BEGIN Data under study

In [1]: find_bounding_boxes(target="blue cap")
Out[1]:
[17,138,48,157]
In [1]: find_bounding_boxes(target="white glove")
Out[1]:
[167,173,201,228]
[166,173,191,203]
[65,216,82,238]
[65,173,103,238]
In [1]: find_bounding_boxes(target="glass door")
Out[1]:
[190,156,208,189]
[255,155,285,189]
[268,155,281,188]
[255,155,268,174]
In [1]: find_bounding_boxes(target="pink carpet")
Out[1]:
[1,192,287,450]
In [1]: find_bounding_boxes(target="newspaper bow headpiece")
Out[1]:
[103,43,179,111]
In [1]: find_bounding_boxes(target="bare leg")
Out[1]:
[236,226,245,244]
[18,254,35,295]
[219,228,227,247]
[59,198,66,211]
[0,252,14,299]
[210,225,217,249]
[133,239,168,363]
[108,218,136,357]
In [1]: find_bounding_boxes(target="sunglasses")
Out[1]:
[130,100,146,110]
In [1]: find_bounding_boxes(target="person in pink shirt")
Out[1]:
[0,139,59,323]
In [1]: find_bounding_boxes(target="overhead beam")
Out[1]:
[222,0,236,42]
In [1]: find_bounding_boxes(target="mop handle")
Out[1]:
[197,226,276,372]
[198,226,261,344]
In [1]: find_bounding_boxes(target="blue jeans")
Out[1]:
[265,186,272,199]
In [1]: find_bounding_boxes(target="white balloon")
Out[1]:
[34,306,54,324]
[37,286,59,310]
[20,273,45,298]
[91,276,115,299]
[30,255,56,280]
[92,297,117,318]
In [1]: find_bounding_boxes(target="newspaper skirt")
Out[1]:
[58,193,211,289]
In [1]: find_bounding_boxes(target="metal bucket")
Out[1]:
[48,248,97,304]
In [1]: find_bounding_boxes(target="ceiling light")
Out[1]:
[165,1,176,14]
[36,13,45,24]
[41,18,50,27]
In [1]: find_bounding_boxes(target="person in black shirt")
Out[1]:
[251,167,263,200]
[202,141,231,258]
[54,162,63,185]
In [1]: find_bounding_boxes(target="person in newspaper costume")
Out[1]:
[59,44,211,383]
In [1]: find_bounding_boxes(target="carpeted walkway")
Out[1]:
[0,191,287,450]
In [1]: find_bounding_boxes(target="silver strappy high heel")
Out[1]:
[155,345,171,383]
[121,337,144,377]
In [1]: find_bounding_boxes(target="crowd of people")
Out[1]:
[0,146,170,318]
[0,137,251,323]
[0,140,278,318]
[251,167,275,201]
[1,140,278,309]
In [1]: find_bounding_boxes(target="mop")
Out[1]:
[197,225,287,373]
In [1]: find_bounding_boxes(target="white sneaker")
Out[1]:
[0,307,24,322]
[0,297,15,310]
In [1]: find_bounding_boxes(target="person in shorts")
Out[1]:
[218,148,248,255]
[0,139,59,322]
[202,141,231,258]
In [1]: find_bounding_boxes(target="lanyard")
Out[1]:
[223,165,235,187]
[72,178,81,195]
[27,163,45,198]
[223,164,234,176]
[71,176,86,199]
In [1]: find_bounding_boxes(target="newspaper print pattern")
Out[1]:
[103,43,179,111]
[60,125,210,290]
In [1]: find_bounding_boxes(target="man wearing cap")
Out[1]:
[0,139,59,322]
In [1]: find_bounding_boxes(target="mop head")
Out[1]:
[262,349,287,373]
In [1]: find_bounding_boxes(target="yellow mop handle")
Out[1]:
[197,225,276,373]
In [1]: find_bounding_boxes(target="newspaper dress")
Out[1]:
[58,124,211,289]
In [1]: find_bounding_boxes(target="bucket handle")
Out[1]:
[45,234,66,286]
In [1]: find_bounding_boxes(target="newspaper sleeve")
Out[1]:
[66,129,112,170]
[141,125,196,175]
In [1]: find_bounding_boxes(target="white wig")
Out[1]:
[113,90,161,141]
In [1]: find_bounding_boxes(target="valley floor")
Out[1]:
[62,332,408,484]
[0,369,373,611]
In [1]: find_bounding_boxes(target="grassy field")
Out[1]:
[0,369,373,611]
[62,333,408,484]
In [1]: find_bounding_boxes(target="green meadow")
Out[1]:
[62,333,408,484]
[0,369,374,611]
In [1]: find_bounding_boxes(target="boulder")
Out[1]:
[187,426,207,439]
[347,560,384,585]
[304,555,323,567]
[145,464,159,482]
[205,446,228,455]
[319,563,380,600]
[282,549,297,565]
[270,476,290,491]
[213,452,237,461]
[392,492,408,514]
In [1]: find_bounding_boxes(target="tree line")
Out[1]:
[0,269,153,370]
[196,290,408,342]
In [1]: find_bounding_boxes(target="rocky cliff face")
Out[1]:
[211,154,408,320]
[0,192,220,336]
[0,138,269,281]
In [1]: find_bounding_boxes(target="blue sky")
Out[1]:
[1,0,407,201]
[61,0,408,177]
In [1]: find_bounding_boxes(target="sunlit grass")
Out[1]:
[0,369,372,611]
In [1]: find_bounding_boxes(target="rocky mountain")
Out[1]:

END Data under study

Retype each line of the data exactly as it reads.

In [1]: find_bounding_boxes(target="blue cap")
Out[1]:
[17,138,48,157]
In [1]: find_bounding_boxes(target="white glove")
Out[1]:
[167,173,201,228]
[166,173,191,203]
[65,216,82,238]
[65,173,103,238]
In [1]: find_bounding_boxes(target="glass door")
Out[1]:
[190,156,208,189]
[255,155,285,189]
[268,155,281,188]
[255,155,268,174]
In [1]: find_bounding_boxes(target="pink carpet")
Out[1]:
[1,192,287,450]
In [1]: find_bounding_boxes(target="newspaper bow headpiece")
Out[1]:
[103,43,179,111]
In [1]: find_bounding_boxes(target="bare leg")
Out[1]:
[236,226,245,244]
[18,254,35,295]
[219,228,227,247]
[59,198,66,211]
[0,252,14,299]
[210,225,217,249]
[133,239,168,363]
[108,218,136,357]
In [1]: find_bounding_boxes(target="sunglasses")
Out[1]:
[130,100,146,110]
In [1]: find_bounding_boxes(target="person in pink shirt")
Out[1]:
[0,139,59,323]
In [1]: find_bounding_boxes(target="overhead beam")
Out[1]:
[222,0,236,42]
In [1]: find_bounding_boxes(target="mop handle")
Out[1]:
[197,226,276,372]
[198,226,261,344]
In [1]: find_bounding_boxes(target="blue jeans")
Out[1]:
[265,186,272,199]
In [1]: find_bounding_boxes(target="white balloon")
Out[1]:
[34,306,54,324]
[37,286,59,310]
[20,273,45,298]
[91,276,115,299]
[30,255,56,280]
[92,297,117,318]
In [1]: find_bounding_boxes(target="newspaper skirt")
Out[1]:
[58,193,211,289]
In [1]: find_bounding_boxes(target="metal bucket")
Out[1]:
[48,248,97,304]
In [1]: find_bounding_boxes(target="ceiling light")
Out[1]:
[165,1,176,14]
[36,13,45,24]
[41,18,50,27]
In [1]: find_bounding_boxes(target="person in black shirt")
Out[1]:
[251,167,263,200]
[202,141,231,258]
[54,162,63,185]
In [1]: find_bounding_boxes(target="person in newspaper costume")
Out[1]:
[59,44,211,383]
In [1]: find_bounding_boxes(target="carpeted walkway")
Out[1]:
[0,191,287,450]
In [1]: find_bounding_boxes(target="silver strappy high heel")
Out[1]:
[155,345,171,383]
[121,337,144,377]
In [1]: find_bounding_boxes(target="crowd of people")
Out[1]:
[0,146,170,318]
[0,137,251,323]
[0,140,278,318]
[251,167,275,201]
[1,140,278,309]
In [1]: find_bounding_boxes(target="mop")
Out[1]:
[197,225,287,373]
In [1]: find_bounding_boxes(target="white sneaker")
Out[1]:
[0,307,24,322]
[0,297,15,310]
In [1]: find_bounding_boxes(target="person in shorts")
Out[1]:
[218,148,248,255]
[0,139,59,322]
[202,141,231,258]
In [1]: find_bounding_boxes(target="lanyard")
Out[1]:
[223,165,235,187]
[72,178,81,195]
[27,163,45,198]
[223,164,234,176]
[71,176,86,199]
In [1]: find_bounding_boxes(target="newspaper print pattern")
Out[1]:
[103,43,179,111]
[60,125,210,290]
In [1]: find_bounding_boxes(target="man wearing cap")
Out[1]:
[0,139,59,322]
In [1]: find_bounding_boxes(target="mop head")
Out[1]:
[262,349,287,373]
In [1]: find_bounding_boxes(target="yellow mop handle")
Out[1]:
[197,225,276,373]
In [1]: find_bounding_boxes(target="newspaper dress")
Out[1]:
[58,124,211,289]
In [1]: find_bounding_boxes(target="bucket handle")
Out[1]:
[45,234,66,286]
In [1]: find_bounding_boxes(target="newspaper sleeve")
Out[1]:
[66,129,112,170]
[141,125,196,175]
In [1]: find_bounding_boxes(target="white wig")
Out[1]:
[113,90,161,141]
In [1]: find_bounding_boxes(target="valley floor")
Out[1]:
[62,332,408,484]
[0,369,373,611]
In [1]: find_bounding_boxes(target="grassy field")
Out[1]:
[0,369,373,611]
[62,333,408,484]
In [1]: find_bounding_boxes(target="green meadow")
Out[1]:
[62,333,408,484]
[0,369,374,611]
In [1]: find_bounding_boxes(target="boulder")
Out[1]:
[187,426,207,439]
[347,560,384,585]
[304,555,323,567]
[145,464,159,482]
[205,446,228,455]
[319,563,380,600]
[282,549,297,565]
[270,476,290,491]
[213,452,237,461]
[392,492,408,514]
In [1]: find_bounding_boxes(target="tree line")
Out[1]:
[0,269,153,370]
[196,290,408,342]
In [1]: find_bounding_boxes(target="rocky cliff face")
Out[1]:
[211,154,408,320]
[0,192,220,336]
[0,138,269,281]
In [1]: find_bounding_boxes(target="blue sky")
Out[1]:
[1,0,407,201]
[61,0,408,177]
In [1]: find_bounding_boxes(target="sunlit grass")
Out[1]:
[0,369,372,611]
In [1]: find_bounding_boxes(target="rocky mountain")
Out[1]:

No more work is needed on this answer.